— start Given passage —
The cost for a regular MULT is COSTS_N_INSNS(4) for the series-7 (see
the SImode and DImode entries in the int_mul line):
/* Costs to use when optimizing for Sifive 7 Series.  */
static const struct riscv_tune_param sifive_7_tune_info = {
  {COSTS_N_INSNS (4), COSTS_N_INSNS (5)},       /* fp_add */
  {COSTS_N_INSNS (4), COSTS_N_INSNS (5)},       /* fp_mul */
  {COSTS_N_INSNS (20), COSTS_N_INSNS (20)},     /* fp_div */
  {COSTS_N_INSNS (4), COSTS_N_INSNS (4)},       /* int_mul */
  {COSTS_N_INSNS (6), COSTS_N_INSNS (6)},       /* int_div */
  2,                                            /* issue_rate */
  4,                                            /* branch_cost */
  3,                                            /* memory_cost */
  8,                                            /* fmv_cost */
  true,                                         /* slow_unaligned_access */
};

So the break-even is at COSTS_N_INSNS(4) + rtx_cost(immediate).
— end Given passage —
▶ **Given task A**
Render the records as a two-column CSV with the columns "request" and "answer", one row per request, each field quoted and line breaks replaced by spaces. Cover only the records starting with the line containing "for every instance of the floral" and going on through the line containing "(1005, 186)".
— start Extracted records —
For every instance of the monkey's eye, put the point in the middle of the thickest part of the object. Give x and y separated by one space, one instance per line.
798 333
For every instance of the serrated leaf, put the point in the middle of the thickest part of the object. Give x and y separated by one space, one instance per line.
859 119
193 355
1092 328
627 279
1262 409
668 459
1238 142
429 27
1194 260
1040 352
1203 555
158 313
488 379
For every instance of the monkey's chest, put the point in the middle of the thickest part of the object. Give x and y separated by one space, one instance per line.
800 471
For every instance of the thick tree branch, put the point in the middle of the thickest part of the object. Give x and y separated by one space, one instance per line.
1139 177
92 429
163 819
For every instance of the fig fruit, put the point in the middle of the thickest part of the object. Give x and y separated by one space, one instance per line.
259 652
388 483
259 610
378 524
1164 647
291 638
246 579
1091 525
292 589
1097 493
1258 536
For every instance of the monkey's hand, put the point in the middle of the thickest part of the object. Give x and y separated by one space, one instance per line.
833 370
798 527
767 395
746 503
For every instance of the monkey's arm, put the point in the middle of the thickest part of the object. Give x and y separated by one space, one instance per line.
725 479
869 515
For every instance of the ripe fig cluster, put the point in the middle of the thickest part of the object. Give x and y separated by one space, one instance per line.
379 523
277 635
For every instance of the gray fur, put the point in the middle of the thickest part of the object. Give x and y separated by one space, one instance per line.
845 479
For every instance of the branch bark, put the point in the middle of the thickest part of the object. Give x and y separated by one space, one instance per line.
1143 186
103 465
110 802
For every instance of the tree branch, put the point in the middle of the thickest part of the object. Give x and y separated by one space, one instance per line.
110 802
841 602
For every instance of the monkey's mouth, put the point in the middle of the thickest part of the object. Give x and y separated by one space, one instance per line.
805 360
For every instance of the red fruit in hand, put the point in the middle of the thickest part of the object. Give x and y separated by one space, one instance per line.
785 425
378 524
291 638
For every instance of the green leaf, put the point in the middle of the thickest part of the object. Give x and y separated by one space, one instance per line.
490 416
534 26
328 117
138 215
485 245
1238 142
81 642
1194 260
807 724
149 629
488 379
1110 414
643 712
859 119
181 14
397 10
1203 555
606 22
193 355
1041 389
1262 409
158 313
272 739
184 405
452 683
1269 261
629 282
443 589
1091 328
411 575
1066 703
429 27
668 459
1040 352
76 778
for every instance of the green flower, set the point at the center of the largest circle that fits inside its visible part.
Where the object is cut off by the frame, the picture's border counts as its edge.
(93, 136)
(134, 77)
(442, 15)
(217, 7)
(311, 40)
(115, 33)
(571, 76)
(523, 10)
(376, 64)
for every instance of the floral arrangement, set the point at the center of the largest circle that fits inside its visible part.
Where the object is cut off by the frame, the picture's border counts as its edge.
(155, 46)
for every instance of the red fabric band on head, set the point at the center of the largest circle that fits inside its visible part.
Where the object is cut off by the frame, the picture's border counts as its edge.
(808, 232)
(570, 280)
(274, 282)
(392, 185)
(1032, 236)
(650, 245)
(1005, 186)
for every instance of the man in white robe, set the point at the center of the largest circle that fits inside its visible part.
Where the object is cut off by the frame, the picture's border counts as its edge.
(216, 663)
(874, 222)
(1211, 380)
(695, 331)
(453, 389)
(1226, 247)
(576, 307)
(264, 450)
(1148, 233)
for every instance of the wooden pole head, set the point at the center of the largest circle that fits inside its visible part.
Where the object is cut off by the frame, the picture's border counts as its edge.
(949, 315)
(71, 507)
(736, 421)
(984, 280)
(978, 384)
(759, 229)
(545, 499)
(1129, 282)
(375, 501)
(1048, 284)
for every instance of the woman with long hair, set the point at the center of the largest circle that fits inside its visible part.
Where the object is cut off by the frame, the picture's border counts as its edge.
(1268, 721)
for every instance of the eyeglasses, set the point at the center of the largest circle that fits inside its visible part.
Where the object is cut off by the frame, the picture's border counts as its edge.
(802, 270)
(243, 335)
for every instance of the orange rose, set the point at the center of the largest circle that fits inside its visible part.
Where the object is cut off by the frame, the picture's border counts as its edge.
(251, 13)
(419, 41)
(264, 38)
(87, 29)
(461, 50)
— end Extracted records —
▶ **Given task B**
Extend the passage on multiply costs in the SiFive 7 Series tuning table past its last sentence.

▶ **Final answer A**
request,answer
"for every instance of the floral arrangement, set the point at the center of the largest circle that fits inside its visible part. Where the object is cut off by the frame, the picture's border counts as its edge.","(155, 46)"
"for every instance of the red fabric band on head, set the point at the center of the largest circle that fits inside its visible part. Where the object is cut off by the frame, the picture's border counts as its edge.","(808, 232) (570, 280) (274, 282) (392, 185) (1032, 236) (650, 245) (1005, 186)"

▶ **Final answer B**
Testing against series-7, we get up to 5 (4 for the mul + 1 for the
li) instructions from strength reduction:

val * 783
=>
sh1add a5,a0,a0
slli a5,a5,4
add a5,a5,a0
slli a5,a5,4
sub a0,a5,a0

but fall back to a mul, once the cost exceeds this:

val * 1574
=>
li a5,1574
mul a0,a0,a5

> Either way, it probably warrants a test case to make sure we don't
> regress in the future.

Ack. Will be added for v2.

>
> >
> > gcc/ChangeLog:
> >
> >       * config/riscv/riscv.c (riscv_rtx_costs): Recognize shNadd,
> >       if expressed as a plus and multiplication with a power-of-2.

This will still need to be regenerated (it's referring to a '.c'
extension still).

> >
> > ---
> >
> >  gcc/config/riscv/riscv.cc | 13 +++++++++++++
> >  1 file changed, 13 insertions(+)
> >
> > diff --git a/gcc/config/riscv/riscv.cc b/gcc/config/riscv/riscv.cc
> > index ab6c745c722..0b2c4b3599d 100644
> > --- a/gcc/config/riscv/riscv.cc
> > +++ b/gcc/config/riscv/riscv.cc
> > @@ -2451,6 +2451,19 @@ riscv_rtx_costs (rtx x, machine_mode mode, int outer_code, int opno ATTRIBUTE_UN
> >         *total = COSTS_N_INSNS (1);
> >         return true;
> >       }
> > +      /* Before strength-reduction, the shNadd can be expressed as the addition
> > +      of a multiplication with a power-of-two.  If this case is not handled,
> > +      the strength-reduction in expmed.c will calculate an inflated cost. */
> > +      if (TARGET_ZBA
> > +       && mode == word_mode
> > +       && GET_CODE (XEXP (x, 0)) == MULT
> > +       && REG_P (XEXP (XEXP (x, 0), 0))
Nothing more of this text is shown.